Stored data entries
◆ ◆ ◆ ◆

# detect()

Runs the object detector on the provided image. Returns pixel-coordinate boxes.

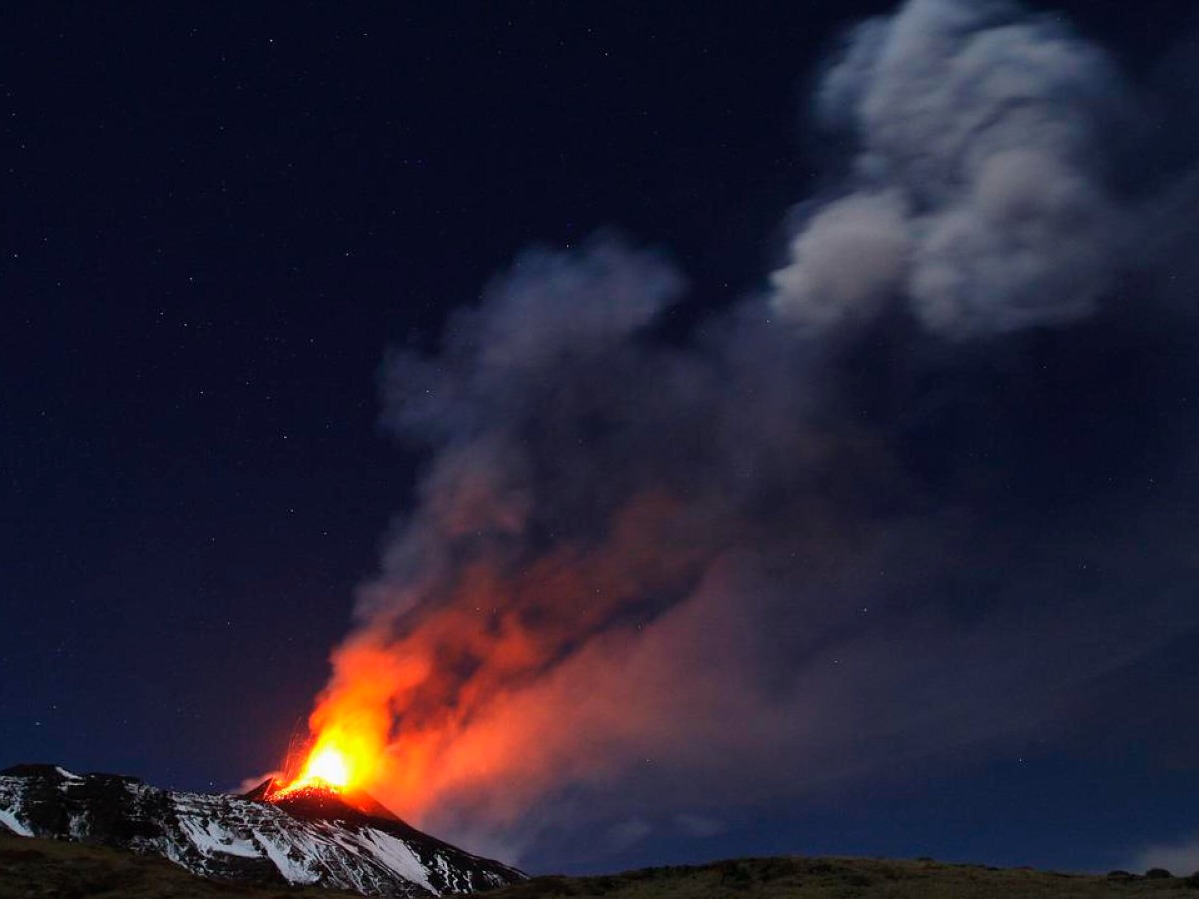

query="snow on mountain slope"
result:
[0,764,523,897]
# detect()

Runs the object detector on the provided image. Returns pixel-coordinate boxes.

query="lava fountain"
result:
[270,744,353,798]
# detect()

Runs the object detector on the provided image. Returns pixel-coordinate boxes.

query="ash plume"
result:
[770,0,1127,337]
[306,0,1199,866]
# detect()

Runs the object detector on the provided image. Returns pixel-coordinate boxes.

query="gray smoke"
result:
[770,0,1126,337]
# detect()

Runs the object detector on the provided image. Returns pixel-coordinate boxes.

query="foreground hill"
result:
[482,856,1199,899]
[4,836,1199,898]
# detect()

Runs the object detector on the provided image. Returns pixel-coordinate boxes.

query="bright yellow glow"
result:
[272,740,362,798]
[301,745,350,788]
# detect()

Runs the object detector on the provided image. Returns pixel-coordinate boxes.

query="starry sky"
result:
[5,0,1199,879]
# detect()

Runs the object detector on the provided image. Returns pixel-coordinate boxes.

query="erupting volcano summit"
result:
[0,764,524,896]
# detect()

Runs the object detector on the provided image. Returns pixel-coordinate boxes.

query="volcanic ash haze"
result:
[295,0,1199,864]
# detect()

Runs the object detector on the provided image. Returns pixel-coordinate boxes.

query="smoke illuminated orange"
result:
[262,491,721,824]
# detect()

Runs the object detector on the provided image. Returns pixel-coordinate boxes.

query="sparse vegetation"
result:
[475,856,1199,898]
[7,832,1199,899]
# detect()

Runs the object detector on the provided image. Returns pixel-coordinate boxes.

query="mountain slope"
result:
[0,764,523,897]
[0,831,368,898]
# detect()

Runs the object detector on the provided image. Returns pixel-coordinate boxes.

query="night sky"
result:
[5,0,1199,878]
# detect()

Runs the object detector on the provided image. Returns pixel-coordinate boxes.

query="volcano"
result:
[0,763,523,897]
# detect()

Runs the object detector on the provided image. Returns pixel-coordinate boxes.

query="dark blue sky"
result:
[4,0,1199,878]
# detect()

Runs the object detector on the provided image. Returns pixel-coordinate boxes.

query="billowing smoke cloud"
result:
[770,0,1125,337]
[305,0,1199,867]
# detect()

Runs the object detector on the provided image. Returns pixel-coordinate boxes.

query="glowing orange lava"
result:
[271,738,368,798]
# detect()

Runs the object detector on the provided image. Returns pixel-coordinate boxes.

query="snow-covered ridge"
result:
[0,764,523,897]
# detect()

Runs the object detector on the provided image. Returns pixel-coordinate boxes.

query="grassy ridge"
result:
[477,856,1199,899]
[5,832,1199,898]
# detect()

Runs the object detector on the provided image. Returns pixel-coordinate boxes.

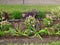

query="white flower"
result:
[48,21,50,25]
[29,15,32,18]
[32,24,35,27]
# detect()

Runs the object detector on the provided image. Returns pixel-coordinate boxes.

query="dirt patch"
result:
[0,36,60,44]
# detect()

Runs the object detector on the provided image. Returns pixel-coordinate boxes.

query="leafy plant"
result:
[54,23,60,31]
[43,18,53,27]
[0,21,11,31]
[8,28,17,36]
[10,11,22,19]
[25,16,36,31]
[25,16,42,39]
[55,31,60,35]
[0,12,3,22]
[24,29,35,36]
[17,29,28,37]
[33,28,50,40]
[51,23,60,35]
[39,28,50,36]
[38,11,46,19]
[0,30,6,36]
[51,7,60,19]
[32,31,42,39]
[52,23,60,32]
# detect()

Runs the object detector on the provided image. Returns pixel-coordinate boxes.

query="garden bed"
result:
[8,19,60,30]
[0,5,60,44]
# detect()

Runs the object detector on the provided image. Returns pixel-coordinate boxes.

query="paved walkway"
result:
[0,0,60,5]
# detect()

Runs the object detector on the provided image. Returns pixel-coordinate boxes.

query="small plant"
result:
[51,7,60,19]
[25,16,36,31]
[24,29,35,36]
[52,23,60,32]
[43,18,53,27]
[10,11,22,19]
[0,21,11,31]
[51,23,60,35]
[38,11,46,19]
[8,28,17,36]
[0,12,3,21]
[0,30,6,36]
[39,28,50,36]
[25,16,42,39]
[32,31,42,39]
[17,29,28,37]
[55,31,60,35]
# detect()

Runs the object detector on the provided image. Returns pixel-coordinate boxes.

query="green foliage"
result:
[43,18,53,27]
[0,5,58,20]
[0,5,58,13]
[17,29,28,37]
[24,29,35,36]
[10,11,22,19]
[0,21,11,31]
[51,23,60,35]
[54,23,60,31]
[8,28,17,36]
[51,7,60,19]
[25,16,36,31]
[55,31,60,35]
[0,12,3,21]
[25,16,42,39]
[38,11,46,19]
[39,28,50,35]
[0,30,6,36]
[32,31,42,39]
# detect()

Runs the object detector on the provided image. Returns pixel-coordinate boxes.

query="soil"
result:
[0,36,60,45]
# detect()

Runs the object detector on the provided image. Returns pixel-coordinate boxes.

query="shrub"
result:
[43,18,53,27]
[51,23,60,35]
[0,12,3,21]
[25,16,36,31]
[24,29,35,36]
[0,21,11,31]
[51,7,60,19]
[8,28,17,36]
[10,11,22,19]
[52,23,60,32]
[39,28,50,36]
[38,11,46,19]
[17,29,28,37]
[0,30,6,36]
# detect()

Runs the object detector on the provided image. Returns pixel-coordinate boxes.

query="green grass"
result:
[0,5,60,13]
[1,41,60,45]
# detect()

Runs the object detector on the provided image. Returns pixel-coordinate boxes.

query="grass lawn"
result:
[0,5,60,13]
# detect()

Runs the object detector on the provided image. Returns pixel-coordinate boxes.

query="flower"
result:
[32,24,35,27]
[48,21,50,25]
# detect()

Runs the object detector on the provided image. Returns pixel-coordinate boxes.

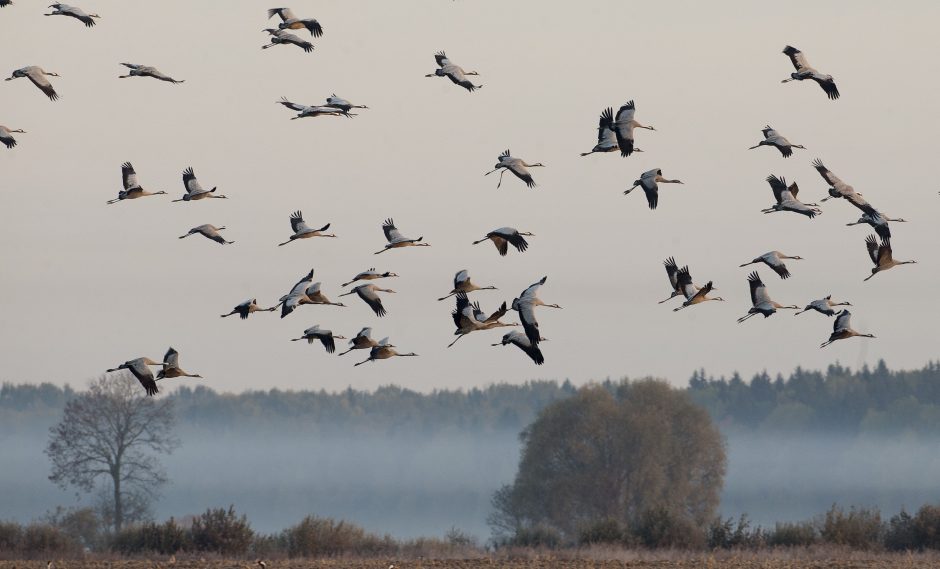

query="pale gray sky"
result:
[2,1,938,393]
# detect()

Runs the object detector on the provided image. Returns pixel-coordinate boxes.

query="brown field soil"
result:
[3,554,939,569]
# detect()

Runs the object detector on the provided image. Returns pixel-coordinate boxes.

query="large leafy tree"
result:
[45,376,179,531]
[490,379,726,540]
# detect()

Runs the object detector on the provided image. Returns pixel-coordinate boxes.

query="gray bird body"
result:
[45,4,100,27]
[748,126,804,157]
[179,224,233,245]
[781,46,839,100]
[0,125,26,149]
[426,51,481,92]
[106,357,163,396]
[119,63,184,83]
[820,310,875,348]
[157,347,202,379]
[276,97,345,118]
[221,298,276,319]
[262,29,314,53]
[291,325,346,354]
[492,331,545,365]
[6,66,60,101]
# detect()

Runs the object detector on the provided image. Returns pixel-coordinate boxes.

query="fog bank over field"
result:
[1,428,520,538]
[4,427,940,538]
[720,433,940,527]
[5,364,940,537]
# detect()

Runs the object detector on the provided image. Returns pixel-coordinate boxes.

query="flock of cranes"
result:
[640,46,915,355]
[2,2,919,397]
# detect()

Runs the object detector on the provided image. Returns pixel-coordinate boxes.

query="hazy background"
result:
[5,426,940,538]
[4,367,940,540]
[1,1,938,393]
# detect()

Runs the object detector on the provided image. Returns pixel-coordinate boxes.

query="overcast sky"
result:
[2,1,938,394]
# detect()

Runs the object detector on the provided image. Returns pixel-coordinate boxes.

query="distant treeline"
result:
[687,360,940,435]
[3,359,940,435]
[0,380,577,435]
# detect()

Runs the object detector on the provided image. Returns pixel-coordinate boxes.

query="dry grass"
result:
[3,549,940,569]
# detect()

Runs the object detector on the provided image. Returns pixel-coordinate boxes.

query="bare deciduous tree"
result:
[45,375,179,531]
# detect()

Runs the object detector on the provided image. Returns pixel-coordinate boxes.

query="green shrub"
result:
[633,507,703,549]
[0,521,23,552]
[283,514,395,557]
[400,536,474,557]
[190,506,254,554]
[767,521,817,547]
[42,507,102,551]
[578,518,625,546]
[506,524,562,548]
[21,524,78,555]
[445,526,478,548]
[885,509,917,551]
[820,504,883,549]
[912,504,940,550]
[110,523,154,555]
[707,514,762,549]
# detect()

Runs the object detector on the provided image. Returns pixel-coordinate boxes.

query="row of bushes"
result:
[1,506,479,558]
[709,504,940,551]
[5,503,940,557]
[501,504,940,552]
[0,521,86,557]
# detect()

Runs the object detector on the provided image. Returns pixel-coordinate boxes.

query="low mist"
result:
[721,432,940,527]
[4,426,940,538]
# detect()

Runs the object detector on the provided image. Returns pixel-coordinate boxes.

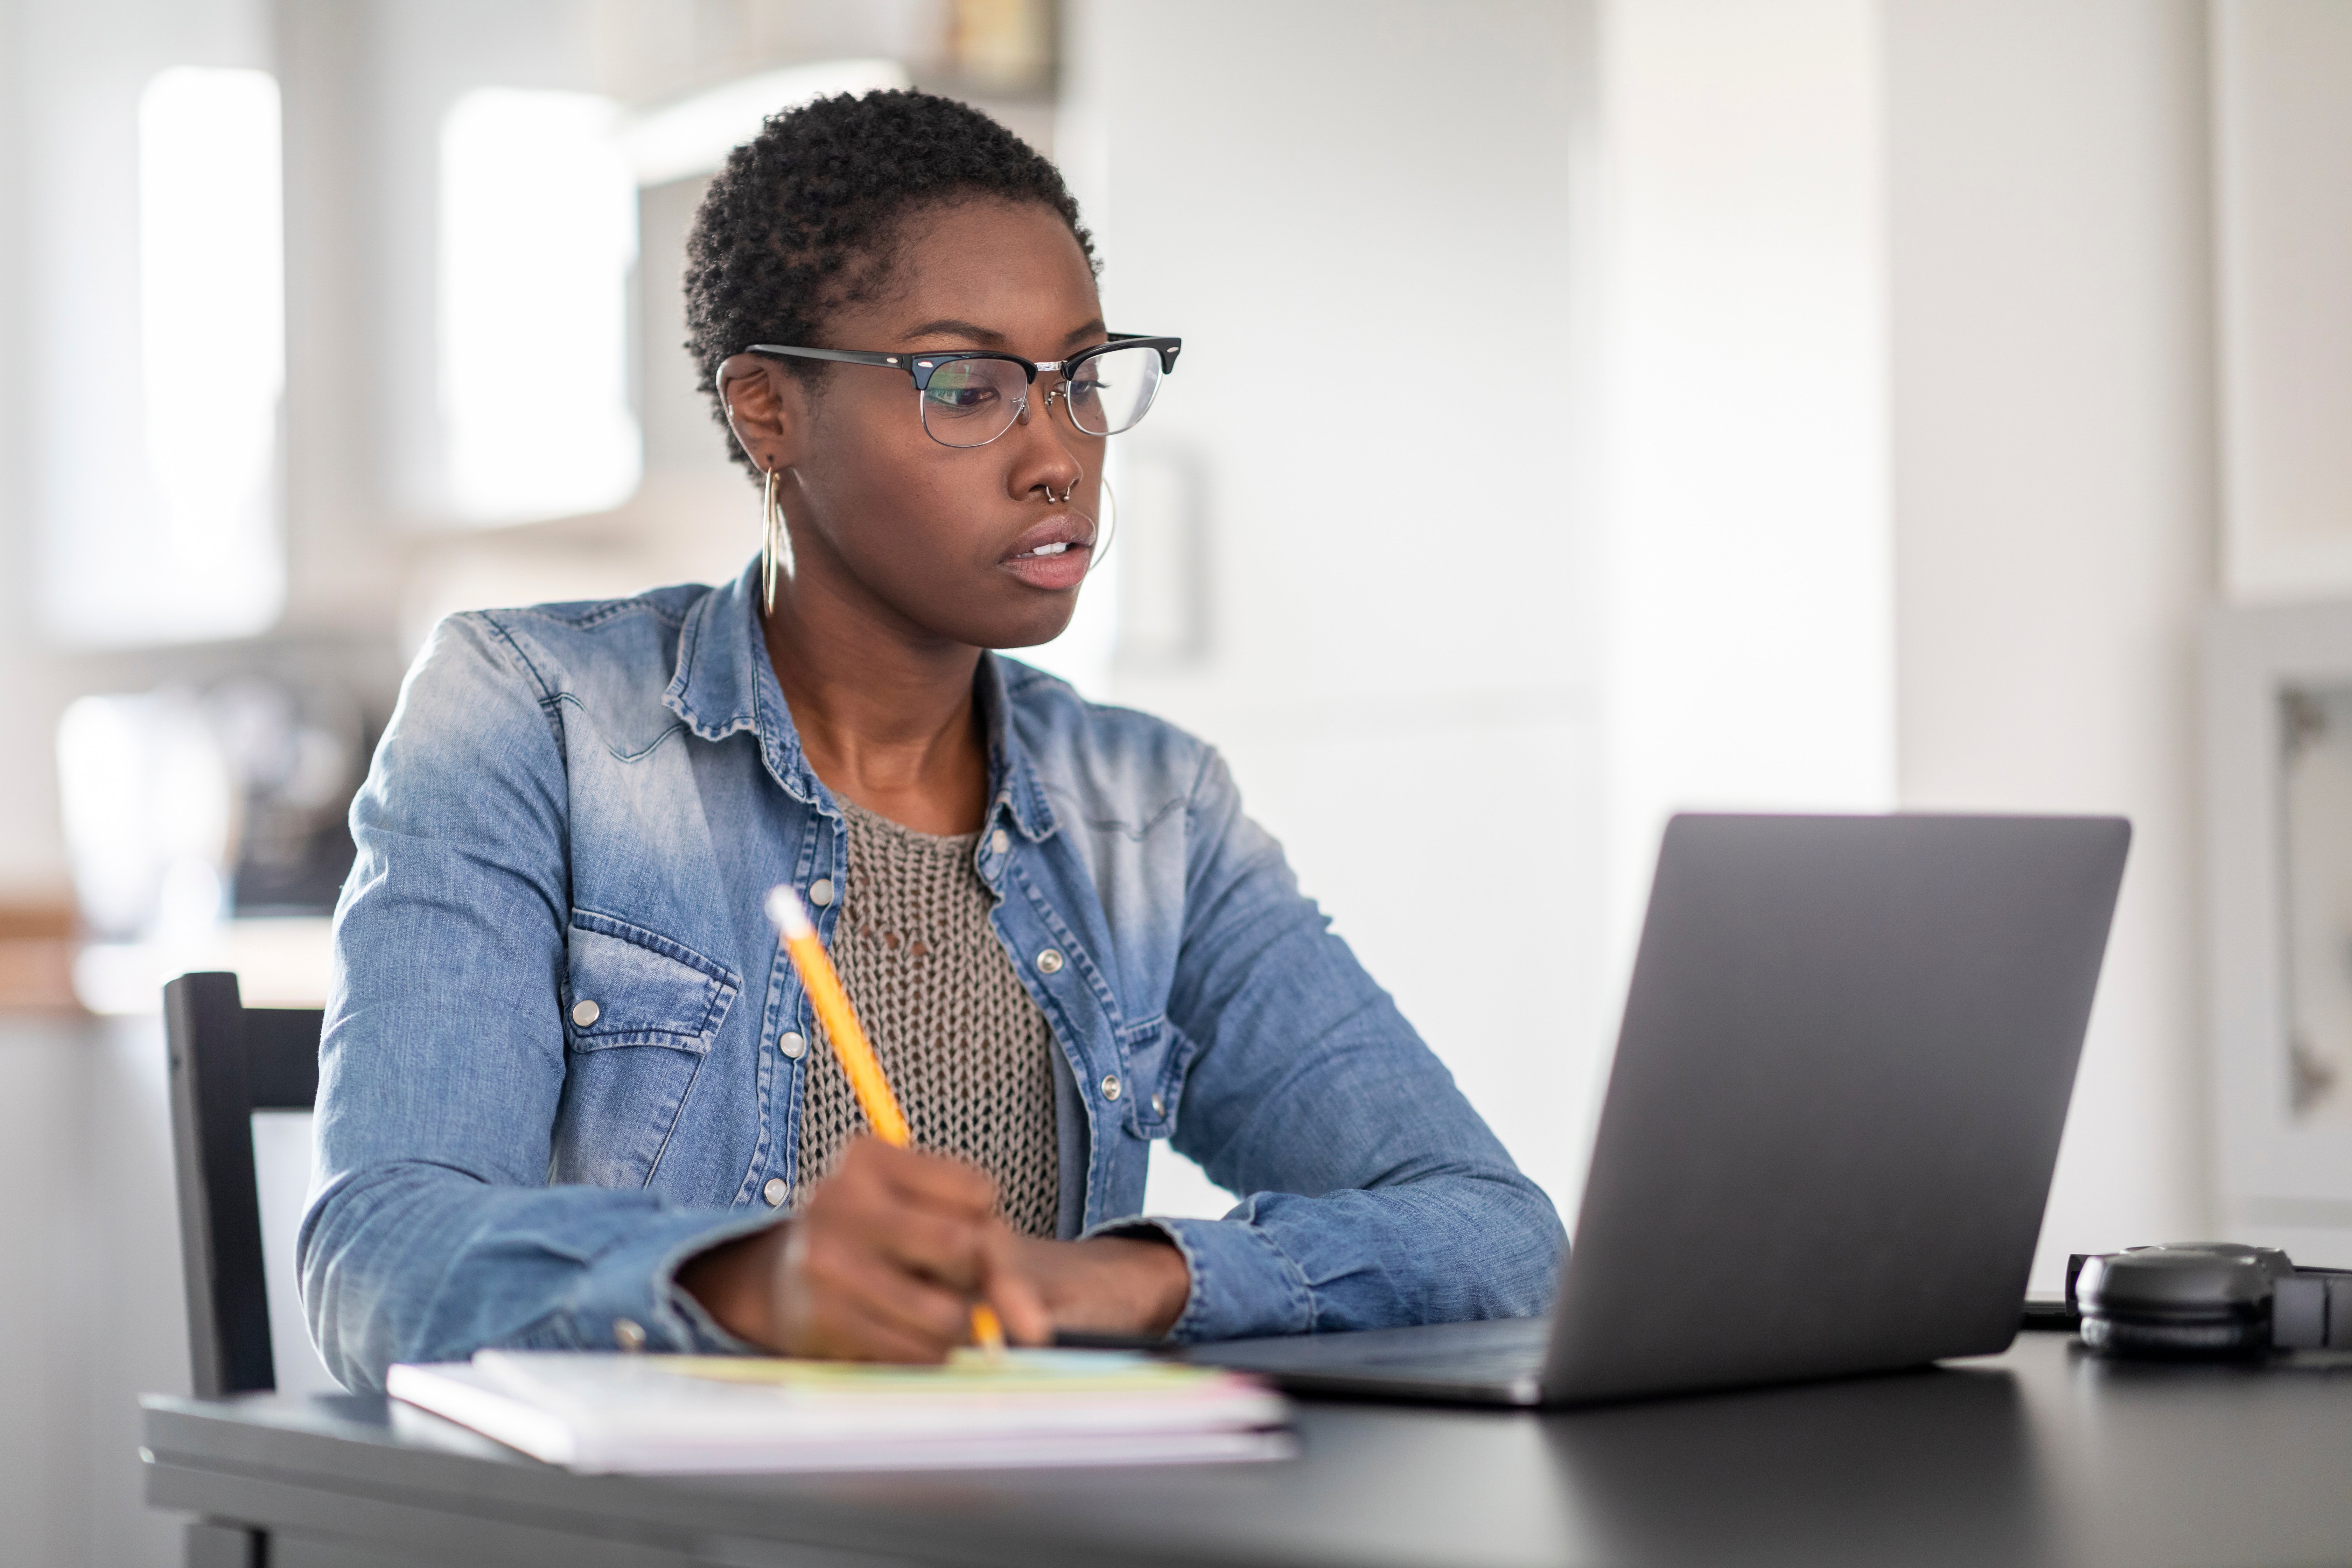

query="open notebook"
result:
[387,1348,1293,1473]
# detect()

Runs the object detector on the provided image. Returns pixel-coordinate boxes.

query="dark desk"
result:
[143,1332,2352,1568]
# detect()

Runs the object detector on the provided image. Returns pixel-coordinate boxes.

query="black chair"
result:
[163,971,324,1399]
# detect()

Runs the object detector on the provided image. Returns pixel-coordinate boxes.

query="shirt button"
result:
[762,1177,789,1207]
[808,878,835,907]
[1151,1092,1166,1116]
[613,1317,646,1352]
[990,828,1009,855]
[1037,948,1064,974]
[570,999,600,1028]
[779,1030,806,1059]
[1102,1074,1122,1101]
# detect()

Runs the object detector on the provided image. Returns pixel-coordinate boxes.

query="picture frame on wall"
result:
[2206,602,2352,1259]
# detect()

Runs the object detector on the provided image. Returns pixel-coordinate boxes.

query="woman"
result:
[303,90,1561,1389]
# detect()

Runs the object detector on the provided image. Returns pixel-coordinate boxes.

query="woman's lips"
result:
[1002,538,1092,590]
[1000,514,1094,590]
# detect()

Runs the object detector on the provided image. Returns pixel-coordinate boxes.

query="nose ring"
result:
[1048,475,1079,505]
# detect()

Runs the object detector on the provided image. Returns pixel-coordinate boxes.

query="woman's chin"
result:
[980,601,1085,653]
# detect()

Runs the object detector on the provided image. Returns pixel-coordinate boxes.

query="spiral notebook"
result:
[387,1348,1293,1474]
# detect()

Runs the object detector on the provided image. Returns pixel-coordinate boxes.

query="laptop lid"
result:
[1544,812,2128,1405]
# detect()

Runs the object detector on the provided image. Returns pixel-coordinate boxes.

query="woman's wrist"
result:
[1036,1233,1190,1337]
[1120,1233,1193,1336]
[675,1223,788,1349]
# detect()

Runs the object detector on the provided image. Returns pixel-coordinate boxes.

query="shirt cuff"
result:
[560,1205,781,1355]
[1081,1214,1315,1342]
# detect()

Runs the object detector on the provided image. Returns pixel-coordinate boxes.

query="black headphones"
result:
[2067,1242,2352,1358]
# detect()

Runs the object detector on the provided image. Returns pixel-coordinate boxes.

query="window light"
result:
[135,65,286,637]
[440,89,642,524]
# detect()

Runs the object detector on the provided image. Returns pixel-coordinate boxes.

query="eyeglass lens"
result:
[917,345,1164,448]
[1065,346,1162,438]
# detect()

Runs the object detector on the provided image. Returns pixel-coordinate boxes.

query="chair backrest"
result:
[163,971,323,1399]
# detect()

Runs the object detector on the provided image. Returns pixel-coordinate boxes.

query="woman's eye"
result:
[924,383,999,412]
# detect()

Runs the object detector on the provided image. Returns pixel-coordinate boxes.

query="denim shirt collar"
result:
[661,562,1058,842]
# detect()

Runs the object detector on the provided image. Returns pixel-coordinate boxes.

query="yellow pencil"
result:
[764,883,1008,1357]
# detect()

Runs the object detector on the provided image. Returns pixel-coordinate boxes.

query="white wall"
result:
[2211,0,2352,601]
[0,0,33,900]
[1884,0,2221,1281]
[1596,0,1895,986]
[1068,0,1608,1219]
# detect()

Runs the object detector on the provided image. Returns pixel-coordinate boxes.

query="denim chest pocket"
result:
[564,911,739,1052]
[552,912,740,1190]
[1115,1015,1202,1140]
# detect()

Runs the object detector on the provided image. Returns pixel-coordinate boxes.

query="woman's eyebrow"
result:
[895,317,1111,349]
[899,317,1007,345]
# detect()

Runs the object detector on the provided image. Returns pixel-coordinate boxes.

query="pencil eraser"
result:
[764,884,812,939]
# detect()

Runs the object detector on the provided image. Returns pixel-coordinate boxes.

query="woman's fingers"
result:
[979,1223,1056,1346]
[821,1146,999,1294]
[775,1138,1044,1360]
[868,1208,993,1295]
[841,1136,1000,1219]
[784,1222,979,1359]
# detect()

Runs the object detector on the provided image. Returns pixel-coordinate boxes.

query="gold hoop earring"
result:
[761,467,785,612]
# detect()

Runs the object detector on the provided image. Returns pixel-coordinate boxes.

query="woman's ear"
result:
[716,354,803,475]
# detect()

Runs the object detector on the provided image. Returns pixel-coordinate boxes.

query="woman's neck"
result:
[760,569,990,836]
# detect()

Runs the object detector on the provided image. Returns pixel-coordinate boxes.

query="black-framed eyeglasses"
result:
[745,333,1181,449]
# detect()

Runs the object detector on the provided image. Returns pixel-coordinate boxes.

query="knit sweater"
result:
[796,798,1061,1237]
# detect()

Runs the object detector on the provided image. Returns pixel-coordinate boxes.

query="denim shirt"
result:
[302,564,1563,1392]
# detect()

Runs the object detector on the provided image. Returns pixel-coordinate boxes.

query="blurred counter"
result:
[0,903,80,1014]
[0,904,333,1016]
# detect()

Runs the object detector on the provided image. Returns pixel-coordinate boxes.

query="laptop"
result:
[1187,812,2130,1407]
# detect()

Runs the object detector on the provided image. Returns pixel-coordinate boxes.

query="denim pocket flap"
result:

◆ ◆ ◆ ◆

### EXERCISE PROMPT
For each line above that contains "slope", make a copy.

### RESULT OF THIS EXERCISE
query="snow on mountain slope"
query="mountain slope"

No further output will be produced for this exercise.